### Challenge
Starting with the line that contains "point_to(query) locates the neighbouring" and continuing through the end of the listing, rewrite those lines with "outdoor deck" changed to "back deck" and everything else left the same.

### Supplied material
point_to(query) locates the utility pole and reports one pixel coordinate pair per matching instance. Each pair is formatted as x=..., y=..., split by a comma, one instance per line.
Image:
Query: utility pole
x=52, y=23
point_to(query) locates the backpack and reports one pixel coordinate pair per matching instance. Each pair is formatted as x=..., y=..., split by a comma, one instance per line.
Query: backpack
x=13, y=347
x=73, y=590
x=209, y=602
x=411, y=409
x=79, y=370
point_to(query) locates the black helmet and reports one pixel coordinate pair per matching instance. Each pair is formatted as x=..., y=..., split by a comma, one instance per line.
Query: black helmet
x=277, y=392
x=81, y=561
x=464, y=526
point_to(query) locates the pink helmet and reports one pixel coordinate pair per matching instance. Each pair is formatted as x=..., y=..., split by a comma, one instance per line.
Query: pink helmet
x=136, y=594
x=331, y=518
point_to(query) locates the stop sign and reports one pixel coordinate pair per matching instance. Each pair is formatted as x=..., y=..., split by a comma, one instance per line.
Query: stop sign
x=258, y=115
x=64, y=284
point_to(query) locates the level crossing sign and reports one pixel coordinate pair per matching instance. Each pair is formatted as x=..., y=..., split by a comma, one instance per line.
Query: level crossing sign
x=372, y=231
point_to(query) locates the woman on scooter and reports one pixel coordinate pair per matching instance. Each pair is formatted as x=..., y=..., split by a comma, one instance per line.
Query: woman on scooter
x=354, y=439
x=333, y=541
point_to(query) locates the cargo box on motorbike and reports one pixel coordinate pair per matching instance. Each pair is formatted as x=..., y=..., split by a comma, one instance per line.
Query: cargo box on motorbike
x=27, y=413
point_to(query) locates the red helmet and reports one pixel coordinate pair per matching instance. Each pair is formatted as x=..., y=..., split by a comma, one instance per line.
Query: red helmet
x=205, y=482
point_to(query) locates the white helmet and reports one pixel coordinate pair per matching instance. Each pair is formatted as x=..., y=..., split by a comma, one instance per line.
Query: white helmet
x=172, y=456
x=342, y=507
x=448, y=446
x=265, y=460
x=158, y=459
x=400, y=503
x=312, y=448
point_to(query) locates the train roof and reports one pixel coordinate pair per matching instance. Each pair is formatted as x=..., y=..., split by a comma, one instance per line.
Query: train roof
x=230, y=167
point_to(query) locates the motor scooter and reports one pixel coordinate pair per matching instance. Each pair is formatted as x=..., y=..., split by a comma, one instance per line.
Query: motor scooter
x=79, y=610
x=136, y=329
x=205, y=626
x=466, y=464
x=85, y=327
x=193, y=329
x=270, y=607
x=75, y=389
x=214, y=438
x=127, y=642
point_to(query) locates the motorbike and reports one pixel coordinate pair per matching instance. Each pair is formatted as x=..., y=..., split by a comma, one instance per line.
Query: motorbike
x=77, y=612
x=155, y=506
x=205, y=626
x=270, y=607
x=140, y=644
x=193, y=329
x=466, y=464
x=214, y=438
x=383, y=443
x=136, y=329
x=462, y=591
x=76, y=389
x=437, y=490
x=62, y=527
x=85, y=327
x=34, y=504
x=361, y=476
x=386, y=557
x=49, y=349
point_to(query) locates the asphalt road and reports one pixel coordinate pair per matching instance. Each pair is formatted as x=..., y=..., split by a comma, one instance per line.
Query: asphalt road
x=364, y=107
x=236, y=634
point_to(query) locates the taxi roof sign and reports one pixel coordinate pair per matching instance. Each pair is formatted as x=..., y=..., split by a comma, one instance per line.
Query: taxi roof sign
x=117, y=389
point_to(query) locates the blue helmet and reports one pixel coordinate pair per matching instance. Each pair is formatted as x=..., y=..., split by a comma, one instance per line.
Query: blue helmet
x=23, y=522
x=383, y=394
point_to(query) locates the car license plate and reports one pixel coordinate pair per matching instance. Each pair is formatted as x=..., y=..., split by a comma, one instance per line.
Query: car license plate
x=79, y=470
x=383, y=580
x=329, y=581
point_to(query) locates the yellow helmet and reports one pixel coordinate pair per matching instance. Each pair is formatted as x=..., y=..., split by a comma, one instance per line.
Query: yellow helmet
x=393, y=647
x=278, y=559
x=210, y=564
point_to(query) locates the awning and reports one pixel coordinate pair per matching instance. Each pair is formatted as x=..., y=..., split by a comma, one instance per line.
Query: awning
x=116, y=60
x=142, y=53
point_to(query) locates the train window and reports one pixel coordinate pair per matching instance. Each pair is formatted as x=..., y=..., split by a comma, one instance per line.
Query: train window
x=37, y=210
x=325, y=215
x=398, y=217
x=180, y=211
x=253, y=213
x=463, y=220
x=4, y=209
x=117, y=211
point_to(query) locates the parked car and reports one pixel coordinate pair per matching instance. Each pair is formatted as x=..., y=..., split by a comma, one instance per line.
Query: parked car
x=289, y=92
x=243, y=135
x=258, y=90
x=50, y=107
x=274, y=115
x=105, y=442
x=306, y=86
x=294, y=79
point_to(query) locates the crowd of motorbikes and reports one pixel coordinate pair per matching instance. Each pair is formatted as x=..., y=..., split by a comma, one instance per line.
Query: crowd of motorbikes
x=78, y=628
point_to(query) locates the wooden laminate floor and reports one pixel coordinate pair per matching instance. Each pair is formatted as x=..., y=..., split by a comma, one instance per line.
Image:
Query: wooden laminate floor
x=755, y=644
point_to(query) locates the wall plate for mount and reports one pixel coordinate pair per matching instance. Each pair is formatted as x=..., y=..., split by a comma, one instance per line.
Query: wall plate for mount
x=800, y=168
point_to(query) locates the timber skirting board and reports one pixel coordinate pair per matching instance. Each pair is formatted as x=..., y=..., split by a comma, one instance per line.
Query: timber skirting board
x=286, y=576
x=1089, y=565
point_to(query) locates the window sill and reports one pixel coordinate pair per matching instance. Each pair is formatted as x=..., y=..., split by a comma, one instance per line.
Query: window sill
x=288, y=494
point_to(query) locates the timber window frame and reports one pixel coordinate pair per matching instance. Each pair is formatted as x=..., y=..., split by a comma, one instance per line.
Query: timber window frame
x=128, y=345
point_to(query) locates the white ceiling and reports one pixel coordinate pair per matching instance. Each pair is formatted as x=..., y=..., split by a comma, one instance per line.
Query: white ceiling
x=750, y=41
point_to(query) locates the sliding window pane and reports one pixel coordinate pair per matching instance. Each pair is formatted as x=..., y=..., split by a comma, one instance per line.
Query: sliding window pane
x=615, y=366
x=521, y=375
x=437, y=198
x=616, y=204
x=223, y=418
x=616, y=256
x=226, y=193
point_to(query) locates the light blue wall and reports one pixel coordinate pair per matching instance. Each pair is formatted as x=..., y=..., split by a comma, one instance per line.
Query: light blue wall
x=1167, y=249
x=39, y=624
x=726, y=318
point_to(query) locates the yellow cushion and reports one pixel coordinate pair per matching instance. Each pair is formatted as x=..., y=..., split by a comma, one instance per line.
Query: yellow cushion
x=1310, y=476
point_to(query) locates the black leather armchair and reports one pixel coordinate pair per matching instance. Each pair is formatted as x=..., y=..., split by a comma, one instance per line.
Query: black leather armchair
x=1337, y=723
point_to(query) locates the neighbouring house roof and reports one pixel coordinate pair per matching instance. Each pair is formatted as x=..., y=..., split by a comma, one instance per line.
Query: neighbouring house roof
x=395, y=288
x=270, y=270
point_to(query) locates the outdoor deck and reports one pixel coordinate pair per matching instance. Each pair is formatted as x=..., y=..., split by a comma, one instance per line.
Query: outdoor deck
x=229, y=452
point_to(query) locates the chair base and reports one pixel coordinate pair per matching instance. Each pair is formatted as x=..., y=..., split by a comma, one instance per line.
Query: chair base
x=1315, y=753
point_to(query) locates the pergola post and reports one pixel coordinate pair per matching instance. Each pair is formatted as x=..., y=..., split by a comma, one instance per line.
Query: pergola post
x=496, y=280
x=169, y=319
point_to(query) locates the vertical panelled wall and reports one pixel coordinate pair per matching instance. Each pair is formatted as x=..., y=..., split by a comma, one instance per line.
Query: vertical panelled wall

### Exercise result
point_to(query) locates the neighbouring house roof and reports one pixel coordinate pair per matching instance. Each pair is formatted as x=..., y=..., split by a comma, one instance per line.
Query: neighbouring house roof
x=395, y=288
x=270, y=270
point_to(query) locates the back deck and reports one pixel coordinate pair per matching instance. Each pair is formatted as x=..., y=..., split by a comma, one instance per line.
Query: back deck
x=229, y=452
point_to(query) locates the chair base and reports one pixel coordinate pair per matching instance. Each pair is formatted as x=..., y=..., split by a comma, one instance per line.
Query: chair base
x=1315, y=753
point_to(query) locates the pergola post and reports one pixel coordinate pair per matching instance. Each pair is formatted as x=..., y=..., split by a comma, one instance per line.
Query: pergola post
x=496, y=280
x=169, y=319
point_to(query) locates the vertical panelled wall and reports one pixel coordinate pair per matching instance. Each pair is formatted as x=..., y=..., split by a comma, one instance per line.
Query: vertical panelled wall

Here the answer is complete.